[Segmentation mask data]
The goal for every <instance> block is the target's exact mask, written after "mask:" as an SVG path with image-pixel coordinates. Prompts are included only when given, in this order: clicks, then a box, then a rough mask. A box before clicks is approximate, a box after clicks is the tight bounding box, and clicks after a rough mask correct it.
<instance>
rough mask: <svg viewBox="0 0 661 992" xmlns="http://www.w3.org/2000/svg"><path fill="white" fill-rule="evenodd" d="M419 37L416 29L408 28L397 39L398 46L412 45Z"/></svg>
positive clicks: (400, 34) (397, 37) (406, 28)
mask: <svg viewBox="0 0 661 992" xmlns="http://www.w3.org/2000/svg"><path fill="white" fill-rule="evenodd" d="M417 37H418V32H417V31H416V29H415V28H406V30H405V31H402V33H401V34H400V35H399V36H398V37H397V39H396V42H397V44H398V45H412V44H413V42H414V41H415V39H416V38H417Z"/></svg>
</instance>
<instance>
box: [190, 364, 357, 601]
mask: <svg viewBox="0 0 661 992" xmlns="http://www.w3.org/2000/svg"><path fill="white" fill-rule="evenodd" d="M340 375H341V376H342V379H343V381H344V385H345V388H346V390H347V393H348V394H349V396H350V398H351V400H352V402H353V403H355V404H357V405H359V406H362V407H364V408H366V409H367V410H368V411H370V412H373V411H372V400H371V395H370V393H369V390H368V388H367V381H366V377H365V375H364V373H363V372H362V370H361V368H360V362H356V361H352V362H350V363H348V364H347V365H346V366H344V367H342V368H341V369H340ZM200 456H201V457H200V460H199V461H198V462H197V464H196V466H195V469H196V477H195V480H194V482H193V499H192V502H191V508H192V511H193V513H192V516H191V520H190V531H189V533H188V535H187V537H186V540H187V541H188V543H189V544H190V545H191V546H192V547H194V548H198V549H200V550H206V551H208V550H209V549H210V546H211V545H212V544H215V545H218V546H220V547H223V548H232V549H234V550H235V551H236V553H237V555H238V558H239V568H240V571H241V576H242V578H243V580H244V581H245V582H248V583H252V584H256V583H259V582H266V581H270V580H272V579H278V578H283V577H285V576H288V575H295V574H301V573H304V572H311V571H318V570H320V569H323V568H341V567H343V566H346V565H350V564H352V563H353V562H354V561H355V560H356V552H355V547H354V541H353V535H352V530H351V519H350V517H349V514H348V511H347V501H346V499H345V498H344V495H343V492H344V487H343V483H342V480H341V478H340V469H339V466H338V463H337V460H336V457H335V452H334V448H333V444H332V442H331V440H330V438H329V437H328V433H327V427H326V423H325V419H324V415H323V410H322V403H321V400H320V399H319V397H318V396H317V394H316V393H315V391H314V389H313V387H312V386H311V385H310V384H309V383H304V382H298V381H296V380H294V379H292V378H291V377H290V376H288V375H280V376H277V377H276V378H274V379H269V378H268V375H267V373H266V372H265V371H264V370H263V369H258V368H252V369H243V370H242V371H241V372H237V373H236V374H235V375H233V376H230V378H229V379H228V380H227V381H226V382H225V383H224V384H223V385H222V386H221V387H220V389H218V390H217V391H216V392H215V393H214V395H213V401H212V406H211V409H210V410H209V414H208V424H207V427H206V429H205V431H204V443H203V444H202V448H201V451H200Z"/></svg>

REQUIRED ACTION -> A verbatim output of all the data above is needed.

SOLUTION TO THIS EXERCISE ->
The goal for every <instance> block is the target's exact mask, written after "mask:" as an SVG path with image-pixel coordinates. Prompts are included only when given, in this order: clicks, then a box, then a rough mask. A box before clicks is approximate, a box after clicks is the tight bounding box, and clicks after a rough mask correct it.
<instance>
rough mask: <svg viewBox="0 0 661 992" xmlns="http://www.w3.org/2000/svg"><path fill="white" fill-rule="evenodd" d="M419 37L416 29L408 28L397 39L398 46L412 45Z"/></svg>
positive clicks: (400, 34) (397, 37) (406, 28)
mask: <svg viewBox="0 0 661 992" xmlns="http://www.w3.org/2000/svg"><path fill="white" fill-rule="evenodd" d="M417 37H418V32H417V31H416V29H415V28H406V30H405V31H402V33H401V34H400V35H399V36H398V37H397V39H396V42H397V44H398V45H412V44H413V42H414V41H415V39H416V38H417Z"/></svg>
</instance>
<instance>
box: [190, 364, 357, 601]
mask: <svg viewBox="0 0 661 992" xmlns="http://www.w3.org/2000/svg"><path fill="white" fill-rule="evenodd" d="M340 375H341V376H342V379H343V381H344V385H345V388H346V390H347V393H348V394H349V396H350V398H351V400H352V402H353V403H355V404H357V405H359V406H362V407H364V408H366V409H367V410H368V411H370V412H373V411H372V400H371V395H370V393H369V390H368V388H367V381H366V377H365V375H364V373H363V372H362V370H361V368H360V362H356V361H352V362H350V363H348V364H347V365H346V366H344V367H342V368H341V369H340ZM200 456H201V457H200V460H199V461H198V462H197V464H196V466H195V469H196V477H195V480H194V482H193V499H192V502H191V508H192V511H193V513H192V516H191V520H190V531H189V533H188V535H187V537H186V540H187V541H188V543H189V544H190V545H191V546H192V547H194V548H198V549H200V550H206V551H208V550H209V549H210V546H211V545H212V544H215V545H218V546H220V547H223V548H232V549H234V550H235V551H236V553H237V555H238V558H239V568H240V571H241V576H242V578H243V580H244V581H245V582H248V583H252V584H256V583H259V582H266V581H270V580H272V579H278V578H283V577H285V576H288V575H295V574H301V573H304V572H311V571H318V570H320V569H323V568H341V567H343V566H346V565H350V564H352V563H353V562H354V561H355V560H356V552H355V547H354V541H353V535H352V530H351V519H350V517H349V514H348V511H347V501H346V499H345V498H344V495H343V492H344V487H343V483H342V480H341V478H340V469H339V466H338V463H337V460H336V457H335V452H334V448H333V444H332V442H331V440H330V438H329V437H328V433H327V427H326V423H325V419H324V415H323V410H322V403H321V400H320V399H319V397H318V396H317V394H316V393H315V391H314V389H313V387H312V386H311V385H310V384H309V383H304V382H298V381H296V380H294V379H292V378H291V377H290V376H288V375H280V376H277V377H276V378H274V379H269V378H268V375H267V373H266V372H265V371H264V370H263V369H258V368H252V369H243V370H242V371H241V372H237V373H236V374H235V375H233V376H230V378H229V379H228V380H227V381H226V382H225V383H224V384H223V385H222V386H221V387H220V389H218V390H217V391H216V392H215V393H214V395H213V401H212V406H211V409H210V410H209V414H208V424H207V427H206V429H205V431H204V443H203V444H202V448H201V451H200Z"/></svg>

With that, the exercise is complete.